### Set problem
Give the records back in full, exactly as they read.

_____

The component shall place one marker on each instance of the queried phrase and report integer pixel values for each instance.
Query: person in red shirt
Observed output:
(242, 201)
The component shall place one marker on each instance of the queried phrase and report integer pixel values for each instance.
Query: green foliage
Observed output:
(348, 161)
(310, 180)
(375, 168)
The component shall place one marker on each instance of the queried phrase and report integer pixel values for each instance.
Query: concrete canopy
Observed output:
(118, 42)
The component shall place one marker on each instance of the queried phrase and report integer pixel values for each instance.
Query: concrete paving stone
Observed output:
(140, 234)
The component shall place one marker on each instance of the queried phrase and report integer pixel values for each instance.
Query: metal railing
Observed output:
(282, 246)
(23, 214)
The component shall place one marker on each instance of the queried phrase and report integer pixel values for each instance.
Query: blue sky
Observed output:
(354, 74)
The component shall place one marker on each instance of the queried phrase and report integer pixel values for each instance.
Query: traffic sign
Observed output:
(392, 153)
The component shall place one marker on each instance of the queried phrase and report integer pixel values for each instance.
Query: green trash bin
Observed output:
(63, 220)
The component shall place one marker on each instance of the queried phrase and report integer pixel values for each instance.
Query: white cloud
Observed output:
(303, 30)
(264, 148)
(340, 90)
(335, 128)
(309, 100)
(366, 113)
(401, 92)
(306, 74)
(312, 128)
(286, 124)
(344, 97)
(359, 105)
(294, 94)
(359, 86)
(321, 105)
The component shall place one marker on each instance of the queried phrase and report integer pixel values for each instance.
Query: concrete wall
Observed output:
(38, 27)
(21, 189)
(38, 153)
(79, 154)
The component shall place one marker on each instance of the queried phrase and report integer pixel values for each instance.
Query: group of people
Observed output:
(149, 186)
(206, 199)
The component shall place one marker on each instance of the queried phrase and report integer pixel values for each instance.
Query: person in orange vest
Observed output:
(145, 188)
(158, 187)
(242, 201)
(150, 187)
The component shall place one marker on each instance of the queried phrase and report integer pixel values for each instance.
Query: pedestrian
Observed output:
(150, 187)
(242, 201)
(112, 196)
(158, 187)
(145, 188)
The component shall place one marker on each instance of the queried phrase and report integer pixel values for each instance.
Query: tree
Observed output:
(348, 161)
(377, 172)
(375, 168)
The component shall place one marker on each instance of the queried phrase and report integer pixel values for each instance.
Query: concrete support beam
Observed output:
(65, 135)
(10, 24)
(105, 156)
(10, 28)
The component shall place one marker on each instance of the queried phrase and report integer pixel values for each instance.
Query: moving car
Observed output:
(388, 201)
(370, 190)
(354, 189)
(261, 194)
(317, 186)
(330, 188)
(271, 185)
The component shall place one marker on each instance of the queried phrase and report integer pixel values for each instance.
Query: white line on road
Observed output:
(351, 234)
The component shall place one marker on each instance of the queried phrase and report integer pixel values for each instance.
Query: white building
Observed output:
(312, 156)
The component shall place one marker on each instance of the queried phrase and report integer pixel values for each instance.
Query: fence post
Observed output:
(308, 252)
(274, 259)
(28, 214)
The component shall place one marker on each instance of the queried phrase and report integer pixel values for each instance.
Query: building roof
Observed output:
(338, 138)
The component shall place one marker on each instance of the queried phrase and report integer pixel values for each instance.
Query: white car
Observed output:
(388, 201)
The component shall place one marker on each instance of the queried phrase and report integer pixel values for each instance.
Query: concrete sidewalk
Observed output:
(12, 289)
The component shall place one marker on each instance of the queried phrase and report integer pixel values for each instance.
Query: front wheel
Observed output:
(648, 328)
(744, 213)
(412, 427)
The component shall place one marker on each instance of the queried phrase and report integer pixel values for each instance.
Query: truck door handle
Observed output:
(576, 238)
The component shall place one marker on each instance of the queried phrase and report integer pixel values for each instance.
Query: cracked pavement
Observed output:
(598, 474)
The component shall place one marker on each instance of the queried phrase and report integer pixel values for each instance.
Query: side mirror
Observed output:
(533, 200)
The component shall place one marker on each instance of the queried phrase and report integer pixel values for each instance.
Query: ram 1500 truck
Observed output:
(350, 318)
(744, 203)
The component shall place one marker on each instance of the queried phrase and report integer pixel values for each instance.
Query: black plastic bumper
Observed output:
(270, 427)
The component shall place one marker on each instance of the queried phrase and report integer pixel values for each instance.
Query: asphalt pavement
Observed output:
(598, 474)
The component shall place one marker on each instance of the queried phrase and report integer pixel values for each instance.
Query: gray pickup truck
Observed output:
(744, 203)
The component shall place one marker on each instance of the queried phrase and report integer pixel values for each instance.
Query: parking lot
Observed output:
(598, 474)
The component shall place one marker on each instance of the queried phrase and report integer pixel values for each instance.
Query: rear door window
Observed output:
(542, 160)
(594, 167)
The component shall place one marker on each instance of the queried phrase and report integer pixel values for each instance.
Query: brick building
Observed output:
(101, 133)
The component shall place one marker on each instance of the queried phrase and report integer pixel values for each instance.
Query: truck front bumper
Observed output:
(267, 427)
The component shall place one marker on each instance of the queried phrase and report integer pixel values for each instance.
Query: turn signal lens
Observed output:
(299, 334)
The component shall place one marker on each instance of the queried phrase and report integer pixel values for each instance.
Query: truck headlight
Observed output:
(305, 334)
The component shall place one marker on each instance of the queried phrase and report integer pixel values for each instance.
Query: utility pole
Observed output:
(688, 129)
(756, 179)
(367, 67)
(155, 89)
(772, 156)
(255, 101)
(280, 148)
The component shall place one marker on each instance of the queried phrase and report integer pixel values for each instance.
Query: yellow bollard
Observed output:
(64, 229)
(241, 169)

_____

### Reply
The component shall place one marker on each instance of the queried phrase and report integer pixel values for each instance.
Query: person in red shirt
Observed output:
(242, 201)
The component shall place one marker on each instance of the queried phrase and report integer pixel values for each instance.
Query: green foliage
Observed output:
(348, 161)
(310, 180)
(375, 168)
The component shall place one marker on each instance of the queried phrase and report integer pixel values for each instance.
Query: concrete canopy
Observed output:
(118, 42)
The component shall place one marker on each instance of the queried phrase and report integer pixel values for each instance.
Query: concrete paving stone
Observed output:
(140, 234)
The component shall place one marker on each instance of the queried phrase and report integer pixel values for each instance.
Query: metal railing
Observed output:
(282, 246)
(23, 214)
The component shall place one marker on each instance of the queried phrase and report integer pixel values for each instance.
Query: blue sky
Observed output:
(354, 74)
The component shall place one marker on each instance of the queried phrase and report integer pixel values for each instance.
Query: traffic sign
Observed output:
(392, 153)
The component shall place one marker on each instance of the queried phrase and report integer pixel values for each instance.
Query: green trash bin
Observed output:
(63, 220)
The component shall place one marker on each instance of the queried phrase and report integer pixel values for each instance.
Query: white cloud
Observed output:
(303, 30)
(264, 148)
(340, 90)
(335, 128)
(309, 100)
(366, 113)
(401, 92)
(306, 74)
(312, 128)
(286, 124)
(344, 97)
(359, 105)
(294, 94)
(359, 86)
(321, 105)
The component shall place one marker on each instance of the queried phrase and report integer pixel values for each instance.
Query: concrete wall
Observed output:
(38, 27)
(21, 189)
(38, 153)
(79, 154)
The component shall place one marker on each instance of the queried phrase and report integer pixel values for each instance.
Query: group of people
Observed output:
(149, 186)
(206, 199)
The component shall place one marker on each instance of the queried phrase and report integer pixel values for each instance.
Query: person in orange vest
Observed output:
(145, 188)
(158, 187)
(242, 201)
(150, 187)
The component shall place one marker on each instance of the queried phrase and report integer pixel values for each instance.
Query: pedestrian
Observed output:
(150, 187)
(242, 201)
(112, 196)
(158, 187)
(145, 188)
The component shall place one marker on each instance of the queried phrase and report integer pixel values for each instance.
Query: tree
Observed output:
(348, 161)
(377, 172)
(375, 168)
The component shall place one marker on each instance of the queried phrase and report integer pixel values for each instance.
Query: concrete support beam
Observed output:
(65, 135)
(10, 24)
(105, 156)
(10, 28)
The component shall place one marker on each instance of the queried phrase and report integer pixel values for each instance.
Query: moving car
Observed output:
(388, 201)
(370, 190)
(354, 189)
(261, 194)
(317, 186)
(330, 188)
(271, 185)
The component shall place one marker on each instance of the queried phrase and report integer pixel values for each instance.
Query: white line on road
Observed output:
(351, 234)
The component shall place one marker on each instance of the queried phrase and report integer pixel values for each instance.
Query: white building
Observed output:
(312, 156)
The component shall place one marker on each instance of the queried phrase and report integer pixel values for each instance.
Query: fence post
Observed output:
(308, 252)
(274, 259)
(28, 214)
The component shall place one marker on each instance of the queried phrase and report integer pixel values for each instance.
Query: building roof
Observed output:
(338, 138)
The component shall place one marker on each instance of the queried phrase and report integer pixel values for each instance.
Query: white car
Observed output:
(388, 201)
The component shall place one marker on each instance of the queried phrase and report integer pixel values for each instance.
Query: concrete sidewalk
Observed output:
(12, 289)
The component shall place one marker on each instance of the queried phrase and report integer pixel values for each instance.
Query: front wheel
Observed output:
(648, 328)
(744, 213)
(412, 427)
The component shall place one marker on each instance of the queried phrase and report integer pixel values for each instance.
Query: truck door handle
Observed output:
(576, 238)
The component shall place one marker on each instance of the queried phrase and report integer pixel values for each instance.
Query: cracked pavement
Observed output:
(598, 474)
The component shall place one marker on each instance of the queried phrase and report integer pixel values for each instance.
Query: side mirror
Observed output:
(533, 200)
The component shall place one marker on each instance of the queried phrase and report integer pixel values for each instance.
Query: ram 1500 truck
Observed output:
(350, 318)
(744, 203)
The component shall place one marker on each instance of the queried phrase and report integer pixel values for each instance.
Query: black plastic bumper
Observed output:
(270, 427)
The component shall place one marker on each instance of the queried phrase and report integer pixel values for each instance.
Query: asphalt pavement
Observed output:
(598, 474)
The component shall place one marker on each instance of the queried phrase and report integer pixel values for each instance.
Query: gray pickup truck
Observed output:
(744, 203)
The component shall place one marker on each instance of the queried phrase and report integer pixel values for each instance.
Query: parking lot
Observed output:
(598, 474)
The component shall place one marker on each instance of the queried phrase and report integer pixel values for each instance.
Query: rear door window
Observed output:
(542, 160)
(594, 167)
The component shall place one marker on each instance of the queried phrase and report integer pixel values for each instance.
Query: brick building
Observed output:
(101, 133)
The component shall place one marker on each instance of the queried phrase and report integer pixel values for each instance.
Query: truck front bumper
Observed output:
(267, 427)
The component shall place one marker on each instance of the queried phrase and report integer pixel values for each instance.
Query: turn signal lens
Observed output:
(299, 334)
The component shall place one marker on each instance of the queried phrase and report integer pixel values for each instance.
Query: truck headlight
Observed output:
(305, 334)
The component shall place one marker on each instance of the queried phrase and report integer pixel values for each instance.
Query: utility pole
Observed output:
(688, 129)
(756, 179)
(367, 67)
(155, 89)
(772, 156)
(255, 101)
(280, 148)
The component shall place one marker on each instance of the queried phrase and report integer pixel values for each instance.
Query: yellow bollard
Observed output:
(64, 229)
(241, 169)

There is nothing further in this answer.